Given records:
************

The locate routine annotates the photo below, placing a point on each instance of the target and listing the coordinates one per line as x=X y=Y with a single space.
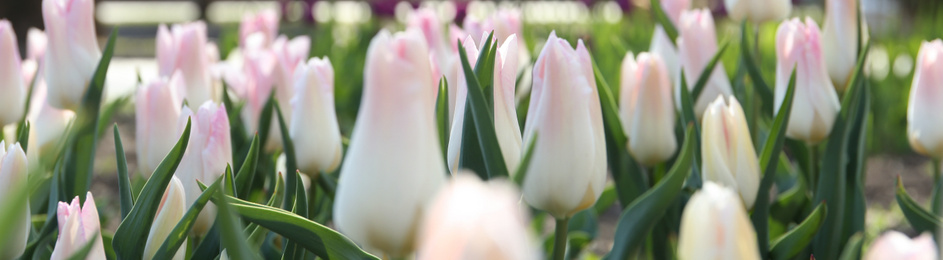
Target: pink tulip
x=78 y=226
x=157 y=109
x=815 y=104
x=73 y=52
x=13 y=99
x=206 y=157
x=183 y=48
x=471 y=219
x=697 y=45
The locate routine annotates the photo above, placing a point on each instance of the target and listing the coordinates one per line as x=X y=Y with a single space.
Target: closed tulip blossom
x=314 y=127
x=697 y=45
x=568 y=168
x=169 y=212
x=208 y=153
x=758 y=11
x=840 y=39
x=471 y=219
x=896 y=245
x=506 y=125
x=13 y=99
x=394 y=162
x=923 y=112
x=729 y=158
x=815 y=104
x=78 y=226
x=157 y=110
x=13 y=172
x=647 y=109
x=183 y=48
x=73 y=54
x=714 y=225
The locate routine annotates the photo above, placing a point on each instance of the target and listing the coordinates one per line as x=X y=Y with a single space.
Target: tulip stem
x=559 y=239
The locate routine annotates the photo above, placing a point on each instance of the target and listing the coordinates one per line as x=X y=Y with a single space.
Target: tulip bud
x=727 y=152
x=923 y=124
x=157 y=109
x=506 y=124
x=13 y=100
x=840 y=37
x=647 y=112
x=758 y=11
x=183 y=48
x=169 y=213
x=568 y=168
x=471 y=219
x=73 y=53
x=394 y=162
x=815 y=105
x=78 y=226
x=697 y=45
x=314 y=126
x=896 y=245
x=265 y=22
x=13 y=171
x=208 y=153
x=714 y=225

************

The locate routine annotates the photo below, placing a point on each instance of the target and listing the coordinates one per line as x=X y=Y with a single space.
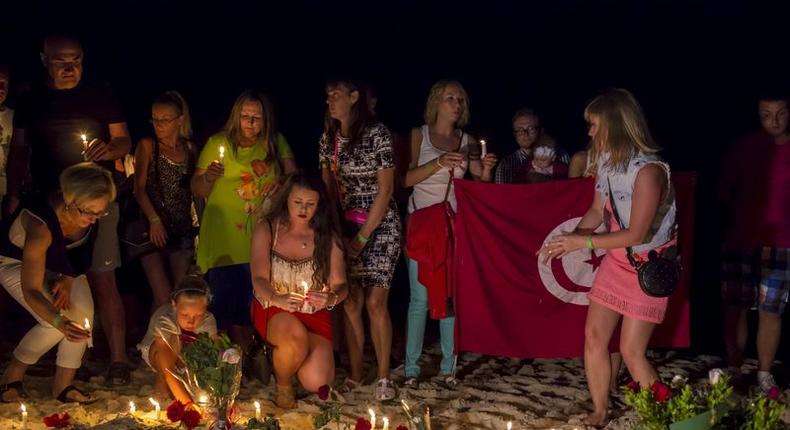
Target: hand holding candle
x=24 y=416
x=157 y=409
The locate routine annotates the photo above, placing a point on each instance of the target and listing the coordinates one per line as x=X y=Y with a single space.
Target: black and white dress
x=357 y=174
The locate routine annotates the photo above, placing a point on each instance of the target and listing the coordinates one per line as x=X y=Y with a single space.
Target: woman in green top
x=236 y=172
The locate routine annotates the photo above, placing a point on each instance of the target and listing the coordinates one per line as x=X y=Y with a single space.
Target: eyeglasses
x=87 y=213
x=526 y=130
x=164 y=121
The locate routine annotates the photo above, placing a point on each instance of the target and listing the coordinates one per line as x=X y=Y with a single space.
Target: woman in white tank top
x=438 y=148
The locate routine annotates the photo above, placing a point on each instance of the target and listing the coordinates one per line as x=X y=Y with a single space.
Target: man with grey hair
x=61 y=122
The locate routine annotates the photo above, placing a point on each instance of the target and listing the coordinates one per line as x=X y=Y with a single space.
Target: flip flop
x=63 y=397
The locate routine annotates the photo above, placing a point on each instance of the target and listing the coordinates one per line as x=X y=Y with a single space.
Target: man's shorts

************

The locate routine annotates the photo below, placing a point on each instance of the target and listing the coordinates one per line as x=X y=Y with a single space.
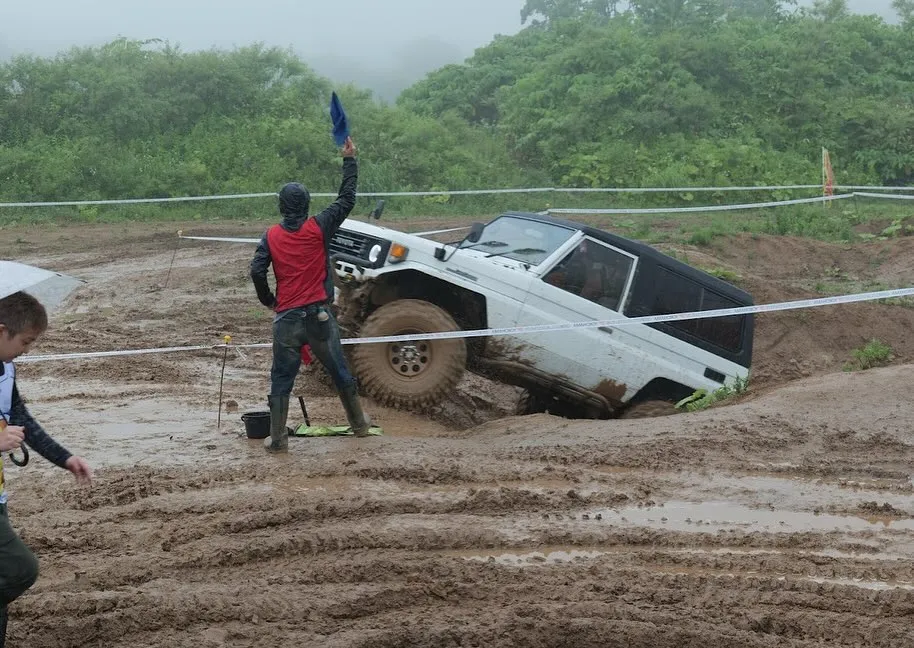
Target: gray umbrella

************

Try it:
In the listing above, locate the line containing "Target: man with grey hair" and the line containing "Target: man's shorts". Transcribe those two lines and everything between them, exactly as written.

Solution:
Target: man with grey hair
x=61 y=122
The locate routine annotates the photo above, placing a point on each instance of the target and listing the coordinates one per line as x=X y=Y with a single space.
Target: flip flop
x=63 y=397
The locate routine annotates the photo above, placing a point on each instance of the target and listing the coordinates one per line as x=X y=Y with a single space.
Target: man's shorts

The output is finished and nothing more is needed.